» **PROMPT**
Answer these questions using the opinion column on presidential incapacity:
(a) On what date does the column say Richard Nixon voluntarily resigned?
(b) On what date did Woodrow Wilson suffer a massive stroke?
(c) According to the column, who controlled access to Wilson while he was bedridden?

HILL: Inability to discharge the powers and duties of the presidency 

President Joe Biden speaks in the Diplomatic Reception Room of the White House, Thursday, Feb. 8, 2024, in Washington. (AP Photo/Evan Vucci)

President Joseph Robinette Biden, Jr. should do the honorable thing and resign the presidency of the United States of America on his own volition today ― for his sake, the sake of the country and the security of the world. 

Everyone remembers where they were when the Challenger Space Shuttle exploded on Jan. 28, 1986. Everyone who saw Biden’s ill-fated press conference on Feb. 8, 2024 will remember when they saw a president self-immolate live on-camera.  

It was sad and painful to watch. It is clear to everyone in the world now after three years of incoherent speech and behavior President Biden shouldn’t be allowed to drive a car to the grocery store much less have access to the nuclear codes and make decisions as chief executive and Commander-in-Chief of the most powerful nation in the history of the world. 

No one wants to willingly give up any office of high importance after working a lifetime to get there. It was only after congressional leaders went to the White House to tell President Richard Nixon he had lost the confidence of the Republican caucus that Nixon performed perhaps his only honorable act during the entire sordid Watergate saga which was to voluntarily resign for the good of the country on Aug. 9, 1974.  

America had one other extended period where an incapacitated president stayed in office when he shouldn’t have ― Woodrow Wilson for the last eighteen months of his presidency. Wilson suffered a massive stroke on Oct. 2, 1919 and was bedridden until he left the White House in March 1921. His wife, Edith, controlled access to him the entire time and was understood to be the person signing executive orders and making policy decisions for the incapacitated president.  

Edith Wilson was not elected to be president of the United States. Neither was Dr. Jill Biden nor any of the Obama-era holdovers now aides to President Biden. None of them should be allowed to make decisions only an elected president was elected to do.

[Dataset records]
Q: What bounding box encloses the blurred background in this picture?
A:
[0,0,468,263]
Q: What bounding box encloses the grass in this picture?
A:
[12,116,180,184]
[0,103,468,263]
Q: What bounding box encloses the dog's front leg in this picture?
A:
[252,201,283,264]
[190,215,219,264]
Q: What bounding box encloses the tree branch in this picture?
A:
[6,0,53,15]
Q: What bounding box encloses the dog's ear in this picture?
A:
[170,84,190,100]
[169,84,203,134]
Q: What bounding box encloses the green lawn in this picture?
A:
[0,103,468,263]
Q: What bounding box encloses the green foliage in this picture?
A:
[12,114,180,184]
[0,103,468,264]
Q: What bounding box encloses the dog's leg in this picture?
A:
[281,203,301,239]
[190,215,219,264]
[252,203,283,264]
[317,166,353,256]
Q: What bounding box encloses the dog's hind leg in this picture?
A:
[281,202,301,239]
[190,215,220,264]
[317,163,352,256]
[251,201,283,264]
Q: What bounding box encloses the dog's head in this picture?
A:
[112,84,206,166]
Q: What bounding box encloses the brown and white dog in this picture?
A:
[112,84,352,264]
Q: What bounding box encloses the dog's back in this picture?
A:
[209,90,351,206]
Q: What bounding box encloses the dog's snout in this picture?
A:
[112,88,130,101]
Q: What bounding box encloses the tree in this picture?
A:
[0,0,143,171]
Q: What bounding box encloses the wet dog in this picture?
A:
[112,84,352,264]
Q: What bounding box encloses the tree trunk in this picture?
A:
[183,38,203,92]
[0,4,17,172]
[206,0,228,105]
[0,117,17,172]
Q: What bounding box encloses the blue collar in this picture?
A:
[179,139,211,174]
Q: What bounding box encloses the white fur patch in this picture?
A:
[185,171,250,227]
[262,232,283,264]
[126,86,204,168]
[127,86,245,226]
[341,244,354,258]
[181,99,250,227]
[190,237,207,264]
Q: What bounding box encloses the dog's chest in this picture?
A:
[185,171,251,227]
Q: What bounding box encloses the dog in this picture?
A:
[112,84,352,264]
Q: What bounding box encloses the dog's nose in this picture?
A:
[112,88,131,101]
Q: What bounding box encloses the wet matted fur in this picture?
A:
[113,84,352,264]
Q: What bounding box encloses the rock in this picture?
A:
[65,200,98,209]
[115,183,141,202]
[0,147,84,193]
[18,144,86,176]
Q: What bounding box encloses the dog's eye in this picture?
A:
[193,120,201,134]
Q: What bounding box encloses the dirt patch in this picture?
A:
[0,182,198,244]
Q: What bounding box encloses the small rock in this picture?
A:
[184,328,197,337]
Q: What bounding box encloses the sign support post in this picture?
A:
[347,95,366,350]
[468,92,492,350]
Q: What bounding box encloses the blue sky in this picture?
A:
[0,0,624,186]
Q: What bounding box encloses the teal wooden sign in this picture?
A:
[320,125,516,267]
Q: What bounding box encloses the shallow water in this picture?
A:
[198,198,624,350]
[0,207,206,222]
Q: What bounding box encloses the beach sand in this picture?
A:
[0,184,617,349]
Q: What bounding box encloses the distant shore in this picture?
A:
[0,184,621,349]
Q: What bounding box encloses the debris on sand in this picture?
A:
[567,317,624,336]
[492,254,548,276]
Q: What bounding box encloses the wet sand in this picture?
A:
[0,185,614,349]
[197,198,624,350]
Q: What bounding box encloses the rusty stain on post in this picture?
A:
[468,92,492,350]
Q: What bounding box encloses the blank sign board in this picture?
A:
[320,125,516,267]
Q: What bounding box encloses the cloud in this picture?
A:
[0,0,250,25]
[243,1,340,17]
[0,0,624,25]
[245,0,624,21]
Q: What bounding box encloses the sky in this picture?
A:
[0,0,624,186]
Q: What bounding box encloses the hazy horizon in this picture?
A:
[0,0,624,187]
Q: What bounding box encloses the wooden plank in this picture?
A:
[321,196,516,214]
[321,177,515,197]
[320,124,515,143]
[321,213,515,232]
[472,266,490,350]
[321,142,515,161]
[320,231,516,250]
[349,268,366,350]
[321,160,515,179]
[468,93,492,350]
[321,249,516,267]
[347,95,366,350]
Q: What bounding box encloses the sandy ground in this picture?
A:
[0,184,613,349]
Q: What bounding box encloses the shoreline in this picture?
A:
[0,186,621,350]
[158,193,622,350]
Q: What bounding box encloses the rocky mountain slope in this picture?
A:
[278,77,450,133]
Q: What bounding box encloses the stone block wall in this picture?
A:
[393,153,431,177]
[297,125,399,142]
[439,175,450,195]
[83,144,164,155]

--

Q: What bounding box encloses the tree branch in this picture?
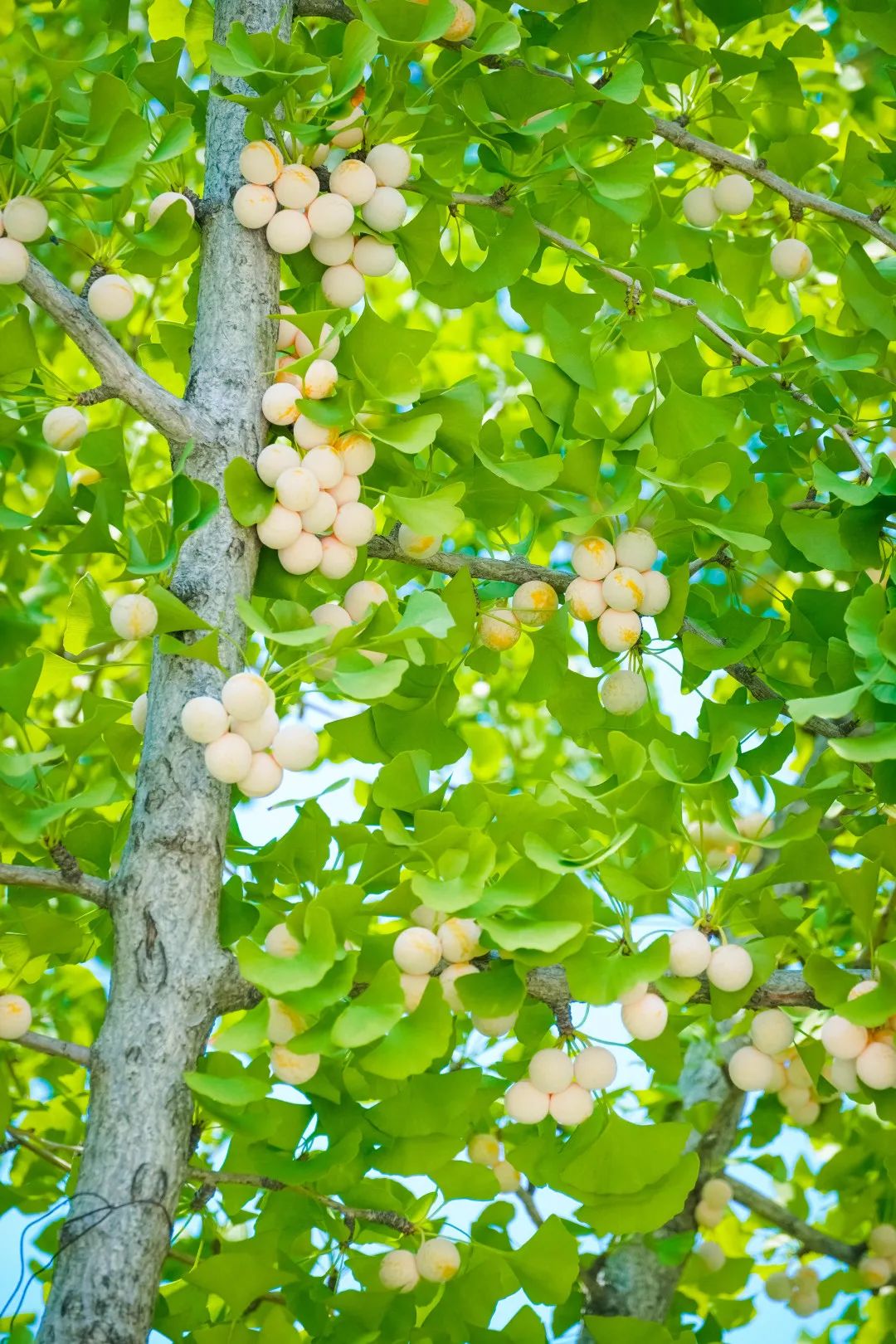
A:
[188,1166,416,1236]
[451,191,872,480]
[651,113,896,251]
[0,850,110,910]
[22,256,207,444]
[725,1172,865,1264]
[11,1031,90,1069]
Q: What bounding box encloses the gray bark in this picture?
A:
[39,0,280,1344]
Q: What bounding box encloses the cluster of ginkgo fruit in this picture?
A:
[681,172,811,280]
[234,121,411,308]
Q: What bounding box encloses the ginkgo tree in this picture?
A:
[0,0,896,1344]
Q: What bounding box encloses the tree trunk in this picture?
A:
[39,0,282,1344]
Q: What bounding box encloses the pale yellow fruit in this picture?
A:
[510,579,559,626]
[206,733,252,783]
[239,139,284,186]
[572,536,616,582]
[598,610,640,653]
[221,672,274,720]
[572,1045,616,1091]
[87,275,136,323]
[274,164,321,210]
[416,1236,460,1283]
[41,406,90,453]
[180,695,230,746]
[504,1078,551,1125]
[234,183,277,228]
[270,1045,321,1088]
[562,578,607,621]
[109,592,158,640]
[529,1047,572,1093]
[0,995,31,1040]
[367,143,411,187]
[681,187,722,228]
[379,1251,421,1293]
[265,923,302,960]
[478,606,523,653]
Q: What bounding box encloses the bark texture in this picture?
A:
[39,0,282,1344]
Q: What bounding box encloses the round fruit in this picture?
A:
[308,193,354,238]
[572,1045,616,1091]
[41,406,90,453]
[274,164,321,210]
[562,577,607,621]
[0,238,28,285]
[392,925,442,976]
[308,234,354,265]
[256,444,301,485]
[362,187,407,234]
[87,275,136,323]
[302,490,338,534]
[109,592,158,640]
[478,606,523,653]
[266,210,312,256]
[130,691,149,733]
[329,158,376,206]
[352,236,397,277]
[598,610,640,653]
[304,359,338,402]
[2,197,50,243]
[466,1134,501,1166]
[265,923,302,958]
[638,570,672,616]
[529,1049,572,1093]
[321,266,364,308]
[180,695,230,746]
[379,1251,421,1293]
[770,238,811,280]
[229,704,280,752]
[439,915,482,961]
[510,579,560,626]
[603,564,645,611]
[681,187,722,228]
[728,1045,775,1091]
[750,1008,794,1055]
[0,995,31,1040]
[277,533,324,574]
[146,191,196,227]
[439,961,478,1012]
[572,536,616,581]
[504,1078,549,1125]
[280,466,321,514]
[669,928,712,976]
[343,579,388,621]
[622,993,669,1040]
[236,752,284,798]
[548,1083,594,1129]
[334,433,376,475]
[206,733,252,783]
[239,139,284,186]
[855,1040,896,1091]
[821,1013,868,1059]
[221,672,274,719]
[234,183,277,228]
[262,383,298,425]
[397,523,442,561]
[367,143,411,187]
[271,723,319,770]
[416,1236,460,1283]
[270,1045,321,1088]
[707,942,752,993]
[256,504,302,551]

» **TASK OUTPUT**
(a) Aug. 9, 1974
(b) Oct. 2, 1919
(c) His wife, Edith